== WORK INSTRUCTIONS ==
Word for word, please restate each record and pass over the pictures.

== EXTRACTED ENTRIES ==
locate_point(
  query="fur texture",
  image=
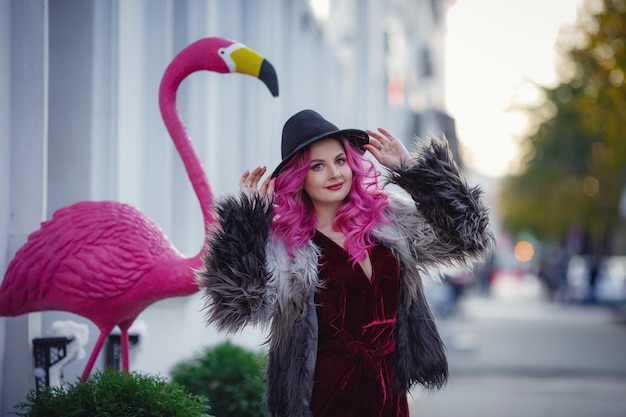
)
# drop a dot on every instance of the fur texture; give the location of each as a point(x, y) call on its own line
point(249, 277)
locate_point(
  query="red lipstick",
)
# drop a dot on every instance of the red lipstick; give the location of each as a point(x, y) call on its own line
point(335, 187)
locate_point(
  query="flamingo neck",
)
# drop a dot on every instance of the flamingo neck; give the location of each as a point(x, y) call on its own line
point(167, 101)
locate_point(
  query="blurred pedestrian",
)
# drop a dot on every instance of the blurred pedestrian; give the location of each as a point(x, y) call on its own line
point(330, 260)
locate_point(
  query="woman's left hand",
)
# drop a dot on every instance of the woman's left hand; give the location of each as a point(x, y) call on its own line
point(388, 150)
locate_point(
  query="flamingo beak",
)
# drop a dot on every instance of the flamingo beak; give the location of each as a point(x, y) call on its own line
point(249, 62)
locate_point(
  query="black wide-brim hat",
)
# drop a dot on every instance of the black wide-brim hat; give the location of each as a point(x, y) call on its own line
point(308, 126)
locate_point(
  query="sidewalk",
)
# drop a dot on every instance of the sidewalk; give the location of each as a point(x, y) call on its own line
point(516, 355)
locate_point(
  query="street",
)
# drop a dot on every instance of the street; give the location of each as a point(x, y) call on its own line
point(514, 354)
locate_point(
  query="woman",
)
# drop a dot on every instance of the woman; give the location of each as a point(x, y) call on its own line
point(331, 261)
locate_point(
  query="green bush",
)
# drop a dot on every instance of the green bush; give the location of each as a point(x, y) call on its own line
point(229, 376)
point(114, 394)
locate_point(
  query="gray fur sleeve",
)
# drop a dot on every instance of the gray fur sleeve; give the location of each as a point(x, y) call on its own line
point(233, 276)
point(454, 212)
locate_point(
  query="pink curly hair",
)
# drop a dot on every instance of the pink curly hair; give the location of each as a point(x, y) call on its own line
point(295, 218)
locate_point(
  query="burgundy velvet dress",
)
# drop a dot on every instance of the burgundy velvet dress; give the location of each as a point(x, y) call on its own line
point(355, 369)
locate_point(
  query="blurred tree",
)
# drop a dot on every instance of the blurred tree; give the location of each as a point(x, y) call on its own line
point(575, 160)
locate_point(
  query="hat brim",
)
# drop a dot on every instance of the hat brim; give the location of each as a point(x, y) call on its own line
point(356, 137)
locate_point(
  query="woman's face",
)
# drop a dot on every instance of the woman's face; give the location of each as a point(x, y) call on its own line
point(329, 176)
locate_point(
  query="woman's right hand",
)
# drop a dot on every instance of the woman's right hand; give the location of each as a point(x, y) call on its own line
point(249, 183)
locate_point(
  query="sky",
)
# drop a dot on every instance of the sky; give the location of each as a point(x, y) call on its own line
point(493, 48)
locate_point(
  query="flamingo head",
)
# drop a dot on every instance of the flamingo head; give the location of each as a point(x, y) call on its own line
point(224, 56)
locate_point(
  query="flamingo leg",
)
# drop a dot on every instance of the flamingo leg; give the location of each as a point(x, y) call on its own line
point(125, 350)
point(94, 354)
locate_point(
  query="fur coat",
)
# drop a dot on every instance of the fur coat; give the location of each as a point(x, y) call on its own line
point(248, 278)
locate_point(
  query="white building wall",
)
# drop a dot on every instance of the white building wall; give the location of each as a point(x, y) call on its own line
point(106, 139)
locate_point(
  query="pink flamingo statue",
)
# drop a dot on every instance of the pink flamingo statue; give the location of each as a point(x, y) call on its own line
point(107, 261)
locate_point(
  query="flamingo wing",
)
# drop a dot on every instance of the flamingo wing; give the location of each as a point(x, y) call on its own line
point(89, 250)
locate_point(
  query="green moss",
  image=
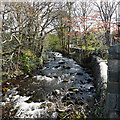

== RESPONSE TO THIS TASK ==
locate_point(
  query="fur texture",
  image=
)
# drop a dot on every instance of the fur texture; give the location of each as a point(x, y) call on its own line
point(249, 277)
locate_point(
  query="red lipstick",
)
# drop a dot on every instance of the red lipstick; give the location of each as a point(x, y) call on its own line
point(335, 187)
locate_point(
  query="flamingo neck",
)
# drop a dot on every instance of the flamingo neck; give the location of each as a point(x, y) call on its own line
point(167, 101)
locate_point(
  query="blurred pedestrian",
)
# drop a dot on every instance of the blurred pedestrian; give the location of each as a point(x, y) call on its own line
point(330, 260)
locate_point(
  query="woman's left hand",
)
# drop a dot on every instance of the woman's left hand; give the location of each as a point(x, y) call on its own line
point(388, 150)
locate_point(
  query="flamingo beak",
)
# drop a dot on every instance of the flamingo beak; give the location of each as a point(x, y) call on its own line
point(249, 62)
locate_point(
  query="black wide-brim hat",
)
# drop a dot on every instance of the black wide-brim hat; give the location of each as a point(x, y) call on its own line
point(308, 126)
locate_point(
  query="sidewalk",
)
# drop a dot on every instance of the sidewalk; give the location of each as a point(x, y) call on its own line
point(516, 355)
locate_point(
  query="street",
)
# drop a dot on every instance of the street; give the location of each as a point(x, y) call on its own line
point(514, 354)
locate_point(
  query="woman",
)
# drop a dot on every instance of the woman; give the location of each as a point(x, y) call on its own line
point(331, 261)
locate_point(
  query="green bush",
)
# drop a dot on every instance of the green bush; give the location of each as a point(x, y) call on its own line
point(229, 376)
point(114, 394)
locate_point(
  query="gray fur sleeve",
)
# drop a dot on every instance of the gray fur sleeve; give the location of each as a point(x, y) call on its own line
point(233, 276)
point(454, 212)
locate_point(
  query="pink curly hair",
)
# drop a dot on every instance of the pink curly hair; give the location of each as a point(x, y) call on its own line
point(295, 218)
locate_point(
  query="burgundy velvet dress",
)
# drop a dot on every instance of the burgundy velvet dress; give the location of each as a point(x, y) call on its own line
point(355, 369)
locate_point(
  query="blurred tree",
)
# drop a dot on every instance of the blurred tree; give the location of each as a point(x, y) call on its own line
point(575, 160)
locate_point(
  query="hat brim",
)
# drop a dot on every instance of the hat brim; give the location of each as a point(x, y) call on its own line
point(356, 137)
locate_point(
  query="woman's face",
)
# drop a dot on every instance of the woman's face; give the location of each as a point(x, y) call on its own line
point(329, 176)
locate_point(
  query="woman's right hand",
)
# drop a dot on every instance of the woman's right hand; give the location of each as a point(x, y) call on its own line
point(249, 183)
locate_point(
  query="sky",
)
# drop a dot on every instance of the sky; give the location of each as a point(x, y) call on its own line
point(493, 48)
locate_point(
  query="flamingo head",
)
# drop a dot on every instance of the flamingo head; give the location of each as a point(x, y) call on its own line
point(224, 56)
locate_point(
  query="flamingo leg",
)
# drop a dot on every instance of the flamingo leg; give the location of each as a point(x, y) call on its own line
point(125, 350)
point(94, 354)
locate_point(
  query="fur coat",
)
# drop a dot on every instance of the fur coat; give the location of each as a point(x, y) call on its own line
point(248, 278)
locate_point(
  query="white building wall",
)
# drop a dot on every instance of the white building wall; give the location of each as a point(x, y) call on its own line
point(106, 139)
locate_point(
  query="pink flamingo statue",
)
# drop a dot on every instance of the pink flamingo statue; give the location of each as a point(x, y) call on its own line
point(107, 261)
locate_point(
  query="flamingo wing",
)
# drop a dot on every instance of the flamingo wing; give the location of each as a point(x, y) call on its own line
point(89, 250)
locate_point(
  query="green moss",
  image=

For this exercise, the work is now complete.